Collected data
|---|
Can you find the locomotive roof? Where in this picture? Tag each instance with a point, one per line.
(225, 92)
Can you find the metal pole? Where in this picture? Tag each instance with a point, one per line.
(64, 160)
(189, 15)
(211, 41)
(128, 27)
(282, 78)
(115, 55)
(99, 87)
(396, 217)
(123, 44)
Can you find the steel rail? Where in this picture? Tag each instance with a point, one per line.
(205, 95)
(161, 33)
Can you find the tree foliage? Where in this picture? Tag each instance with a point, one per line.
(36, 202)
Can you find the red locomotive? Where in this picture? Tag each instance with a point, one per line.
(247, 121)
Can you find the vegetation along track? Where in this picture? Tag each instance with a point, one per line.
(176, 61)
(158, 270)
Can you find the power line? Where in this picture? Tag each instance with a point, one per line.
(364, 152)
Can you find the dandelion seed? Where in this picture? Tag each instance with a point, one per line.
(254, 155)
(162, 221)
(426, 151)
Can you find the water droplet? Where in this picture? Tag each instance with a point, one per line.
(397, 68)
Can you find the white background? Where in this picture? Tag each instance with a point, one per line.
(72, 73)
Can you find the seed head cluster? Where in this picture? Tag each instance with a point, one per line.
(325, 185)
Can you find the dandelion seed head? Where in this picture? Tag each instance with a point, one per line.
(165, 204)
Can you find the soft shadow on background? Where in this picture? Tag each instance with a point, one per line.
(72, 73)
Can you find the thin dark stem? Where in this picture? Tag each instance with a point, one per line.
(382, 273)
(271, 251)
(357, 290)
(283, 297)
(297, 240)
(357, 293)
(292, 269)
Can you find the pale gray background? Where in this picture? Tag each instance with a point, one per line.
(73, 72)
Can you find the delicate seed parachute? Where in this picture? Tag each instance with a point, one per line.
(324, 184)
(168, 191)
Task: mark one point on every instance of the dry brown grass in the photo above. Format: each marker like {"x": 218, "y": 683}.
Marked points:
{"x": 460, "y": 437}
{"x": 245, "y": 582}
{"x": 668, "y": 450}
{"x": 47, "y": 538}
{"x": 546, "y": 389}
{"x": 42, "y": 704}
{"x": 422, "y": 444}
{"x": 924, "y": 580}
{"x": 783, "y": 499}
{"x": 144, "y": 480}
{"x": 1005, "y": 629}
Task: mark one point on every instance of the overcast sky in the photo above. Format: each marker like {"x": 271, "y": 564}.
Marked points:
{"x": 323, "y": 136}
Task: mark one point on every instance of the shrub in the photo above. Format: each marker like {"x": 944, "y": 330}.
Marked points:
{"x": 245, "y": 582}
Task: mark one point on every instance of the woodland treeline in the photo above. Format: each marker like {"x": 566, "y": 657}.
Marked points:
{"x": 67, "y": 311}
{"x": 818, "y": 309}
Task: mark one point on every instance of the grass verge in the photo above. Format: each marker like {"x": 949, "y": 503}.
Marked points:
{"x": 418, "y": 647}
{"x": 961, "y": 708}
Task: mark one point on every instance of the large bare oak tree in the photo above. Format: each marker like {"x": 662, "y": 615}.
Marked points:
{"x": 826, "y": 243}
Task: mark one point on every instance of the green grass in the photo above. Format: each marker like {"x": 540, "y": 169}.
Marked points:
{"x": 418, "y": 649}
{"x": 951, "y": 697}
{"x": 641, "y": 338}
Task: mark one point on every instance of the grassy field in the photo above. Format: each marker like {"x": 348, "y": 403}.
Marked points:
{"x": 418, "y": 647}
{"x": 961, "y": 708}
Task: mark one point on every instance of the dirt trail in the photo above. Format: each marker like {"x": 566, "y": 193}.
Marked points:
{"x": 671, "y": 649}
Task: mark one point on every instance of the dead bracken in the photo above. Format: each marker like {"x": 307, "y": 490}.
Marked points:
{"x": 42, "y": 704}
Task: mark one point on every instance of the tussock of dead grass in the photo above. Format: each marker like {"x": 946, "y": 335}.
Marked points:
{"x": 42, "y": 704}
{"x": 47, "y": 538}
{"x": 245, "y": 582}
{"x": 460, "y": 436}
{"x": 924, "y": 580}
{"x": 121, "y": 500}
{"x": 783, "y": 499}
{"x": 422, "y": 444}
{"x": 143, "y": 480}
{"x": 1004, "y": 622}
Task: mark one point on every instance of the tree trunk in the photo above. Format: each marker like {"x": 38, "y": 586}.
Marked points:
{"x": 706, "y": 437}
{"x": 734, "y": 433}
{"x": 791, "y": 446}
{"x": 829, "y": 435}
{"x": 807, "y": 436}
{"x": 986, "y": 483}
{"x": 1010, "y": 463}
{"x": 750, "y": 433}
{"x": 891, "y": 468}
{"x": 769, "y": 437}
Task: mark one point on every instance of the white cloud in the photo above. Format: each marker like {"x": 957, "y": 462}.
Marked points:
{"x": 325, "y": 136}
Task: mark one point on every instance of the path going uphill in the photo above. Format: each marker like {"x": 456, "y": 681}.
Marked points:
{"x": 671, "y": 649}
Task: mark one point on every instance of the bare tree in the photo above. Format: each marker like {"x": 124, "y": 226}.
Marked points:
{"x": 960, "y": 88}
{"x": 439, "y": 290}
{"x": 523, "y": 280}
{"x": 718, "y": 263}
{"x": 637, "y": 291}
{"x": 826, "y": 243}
|---|
*Assignment*: Write out every entry again, keeping each line exactly the same.

*Answer box*:
Can you find the locomotive roof? Where in this picture? Tag each instance with a point, one per line.
(225, 92)
Can you find the metal pole? Where in this picture? Tag each instance with a point, one per line.
(64, 160)
(189, 15)
(211, 41)
(128, 27)
(282, 78)
(115, 55)
(99, 87)
(396, 217)
(123, 44)
Can you find the steel rail? Where in this picture? Tag each instance with a point, one per line.
(205, 95)
(161, 33)
Can you find the tree foliage? Where in this picture? Tag each instance with a point, one per line.
(36, 202)
Can you find the red locomotive? Where in this picture? Tag each instance with a point, one per line.
(247, 121)
Can you find the vegetation along track? Where in this picture? Tag each instance with a point, one per line.
(176, 61)
(158, 270)
Can you find the power line? Where in this picture? Tag each instance with a point, one per line.
(364, 152)
Can you find the dandelion seed? Where in this picture? Tag each instance with a point, one per line.
(254, 155)
(162, 221)
(426, 151)
Can you find the water droplet? Where in this picture? Tag each instance with a point, one per line.
(397, 68)
Can you find the white background? Where in this picture? Tag each instance with a point, one per line.
(72, 73)
Can you find the seed head cluster? Where in this picture? Tag each instance with a point, one per line.
(325, 185)
Can you find the dandelion seed head? Where in this picture? Tag each instance with a point, one per line.
(165, 204)
Can you find the soft shadow on background? Where in this picture? Tag each instance with a point, one per line.
(72, 73)
Can you find the thin dark stem? Where in this picture? Tag each instance with a point, one per line.
(382, 273)
(271, 251)
(357, 290)
(283, 297)
(297, 240)
(357, 293)
(292, 269)
Can you find the pale gray background? Where in this picture? Tag each instance with a point, one per line.
(73, 72)
Can you find the delicate seed parachute? Where in this picture? Tag each instance with a point, one per line.
(324, 184)
(168, 191)
Task: mark one point on every instance of the dry brown grass in the photo above. Format: each marker like {"x": 218, "y": 683}.
Marked points:
{"x": 460, "y": 437}
{"x": 245, "y": 582}
{"x": 668, "y": 450}
{"x": 47, "y": 538}
{"x": 546, "y": 389}
{"x": 42, "y": 704}
{"x": 422, "y": 444}
{"x": 924, "y": 580}
{"x": 783, "y": 499}
{"x": 144, "y": 480}
{"x": 1005, "y": 629}
Task: mark one point on every instance of the overcast sky in the photo above. Format: each marker like {"x": 271, "y": 564}.
Marked points:
{"x": 323, "y": 136}
Task: mark one point on every instance of the shrub in the photo above. Format: each marker like {"x": 944, "y": 330}.
Marked points:
{"x": 245, "y": 582}
Task: mark one point on every instance of the woodland treeline in the photo above. Format: each marker like {"x": 566, "y": 657}.
Marked points:
{"x": 67, "y": 311}
{"x": 818, "y": 309}
Task: mark one point on every instance of the grass verge in the photo above. Format: each marker like {"x": 949, "y": 503}.
Marked points:
{"x": 418, "y": 647}
{"x": 961, "y": 708}
Task: mark one point on every instance of the large bare oak tree in the photo above. Format: each marker like {"x": 662, "y": 615}.
Marked points:
{"x": 826, "y": 243}
Task: mark one point on every instance of the green grass in the photo above. Format: each marker like {"x": 540, "y": 169}.
Marked points:
{"x": 418, "y": 649}
{"x": 951, "y": 697}
{"x": 641, "y": 338}
Task: mark one point on every instance of the grassy field in the photo above. Format: each marker like {"x": 348, "y": 403}.
Marked points:
{"x": 418, "y": 647}
{"x": 961, "y": 708}
Task: mark one point on every instance of the dirt trail in the photo above. Format: each marker like {"x": 566, "y": 193}.
Marked points:
{"x": 671, "y": 649}
Task: mark one point on every instance of the dead bracken in the photo above. Format: each marker like {"x": 307, "y": 490}.
Marked points:
{"x": 42, "y": 704}
Task: mark one point on every instance of the tussock of dead grass in the photo above. Format: each marker like {"x": 946, "y": 335}.
Marked points:
{"x": 42, "y": 704}
{"x": 47, "y": 538}
{"x": 245, "y": 582}
{"x": 460, "y": 436}
{"x": 924, "y": 580}
{"x": 121, "y": 500}
{"x": 783, "y": 499}
{"x": 422, "y": 444}
{"x": 143, "y": 480}
{"x": 1004, "y": 622}
Task: mark one point on every instance of the tree trunk in the photo above. Format: each marker like {"x": 38, "y": 586}.
Marked points:
{"x": 706, "y": 437}
{"x": 734, "y": 433}
{"x": 791, "y": 446}
{"x": 829, "y": 435}
{"x": 807, "y": 436}
{"x": 986, "y": 483}
{"x": 1010, "y": 463}
{"x": 750, "y": 433}
{"x": 891, "y": 468}
{"x": 769, "y": 437}
Task: mark one point on every instance of the white cloud in the photo above. Format: each marker like {"x": 957, "y": 462}.
Marked points:
{"x": 325, "y": 136}
Task: mark one point on every instance of the path going uphill in the photo above. Format: each marker like {"x": 456, "y": 681}.
Marked points:
{"x": 671, "y": 649}
Task: mark one point on every instance of the bare tree in the photo above. Format: each marker like {"x": 124, "y": 226}.
Marked points:
{"x": 960, "y": 88}
{"x": 439, "y": 290}
{"x": 523, "y": 280}
{"x": 718, "y": 263}
{"x": 637, "y": 291}
{"x": 826, "y": 243}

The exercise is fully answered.